**Do this**
Output the entries verbatim, including every line.

— start of Source records —

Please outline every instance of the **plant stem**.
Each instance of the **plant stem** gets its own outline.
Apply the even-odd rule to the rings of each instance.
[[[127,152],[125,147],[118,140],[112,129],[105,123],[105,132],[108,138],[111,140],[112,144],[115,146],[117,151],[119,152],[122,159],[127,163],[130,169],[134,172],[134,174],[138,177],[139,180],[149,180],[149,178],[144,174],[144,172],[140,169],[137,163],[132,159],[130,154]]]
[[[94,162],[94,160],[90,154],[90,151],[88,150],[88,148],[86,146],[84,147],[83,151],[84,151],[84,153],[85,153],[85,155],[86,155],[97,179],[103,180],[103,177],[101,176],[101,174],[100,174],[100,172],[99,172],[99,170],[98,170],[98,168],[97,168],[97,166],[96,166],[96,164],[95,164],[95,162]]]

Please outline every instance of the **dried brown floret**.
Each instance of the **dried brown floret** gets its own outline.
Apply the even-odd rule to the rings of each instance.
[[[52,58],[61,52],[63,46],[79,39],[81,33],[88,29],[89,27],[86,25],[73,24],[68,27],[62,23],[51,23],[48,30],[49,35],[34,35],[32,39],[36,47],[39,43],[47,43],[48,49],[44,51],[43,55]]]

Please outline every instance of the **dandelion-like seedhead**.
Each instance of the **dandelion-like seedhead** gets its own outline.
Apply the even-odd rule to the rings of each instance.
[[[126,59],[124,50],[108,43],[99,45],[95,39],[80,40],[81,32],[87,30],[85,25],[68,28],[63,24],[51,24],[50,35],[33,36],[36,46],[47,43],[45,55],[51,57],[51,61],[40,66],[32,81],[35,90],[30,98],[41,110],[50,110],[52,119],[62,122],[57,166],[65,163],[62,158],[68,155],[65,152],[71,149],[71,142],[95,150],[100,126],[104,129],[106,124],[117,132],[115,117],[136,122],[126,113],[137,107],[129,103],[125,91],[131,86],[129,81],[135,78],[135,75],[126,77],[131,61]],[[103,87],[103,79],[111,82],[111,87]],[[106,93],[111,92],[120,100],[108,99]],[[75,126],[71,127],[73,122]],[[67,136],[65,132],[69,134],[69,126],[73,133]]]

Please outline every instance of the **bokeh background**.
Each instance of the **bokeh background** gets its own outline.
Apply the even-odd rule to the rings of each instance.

— end of Source records —

**Worked answer**
Please outline every instance of the **plant stem**.
Each instance of the **plant stem** gets its own outline.
Apply the even-odd rule to the rings of each instance.
[[[127,152],[125,147],[118,140],[112,129],[105,123],[105,132],[108,138],[111,140],[112,144],[115,146],[117,151],[119,152],[122,159],[127,163],[130,169],[134,172],[134,174],[138,177],[139,180],[149,180],[149,178],[144,174],[144,172],[140,169],[137,163],[132,159],[130,154]]]
[[[94,162],[94,160],[90,154],[90,151],[88,150],[88,148],[86,146],[84,147],[83,151],[84,151],[84,153],[85,153],[85,155],[86,155],[97,179],[103,180],[103,177],[101,176],[101,174],[100,174],[100,172],[99,172],[99,170],[98,170],[98,168],[97,168],[97,166],[96,166],[96,164],[95,164],[95,162]]]

Please outline every instance of the **dried brown floret**.
Each instance of the **dried brown floret** gets its own outline.
Apply the even-odd rule to the rings of each instance.
[[[52,58],[61,52],[63,46],[79,39],[81,33],[88,29],[89,27],[86,25],[73,24],[68,27],[62,23],[51,23],[48,30],[49,35],[34,35],[32,39],[36,47],[39,43],[47,43],[48,49],[44,51],[43,55]]]

Please outline every instance of the **dandelion-like seedhead**.
Each instance of the **dandelion-like seedhead** gets its own outline.
Apply the even-odd rule to the rings of each instance.
[[[126,59],[124,50],[108,43],[99,45],[95,39],[80,40],[81,32],[87,30],[85,25],[68,28],[63,24],[51,24],[50,35],[33,36],[36,46],[47,43],[45,55],[51,57],[51,61],[40,66],[32,81],[35,90],[30,98],[41,110],[50,110],[52,119],[62,122],[57,166],[65,163],[62,158],[68,155],[65,152],[71,149],[71,142],[95,150],[100,126],[104,129],[106,124],[117,132],[115,117],[136,122],[126,113],[137,107],[129,103],[125,91],[131,86],[129,81],[135,78],[135,75],[126,77],[131,61]],[[103,87],[103,79],[111,82],[111,87]],[[106,93],[111,92],[120,100],[108,99]],[[75,126],[71,127],[73,122]],[[67,136],[65,132],[69,134],[69,126],[73,133]]]

Please outline every instance of the **bokeh background**.
Each instance of the **bokeh background** gets its own outline.
Apply the even-odd rule to the rings of each instance.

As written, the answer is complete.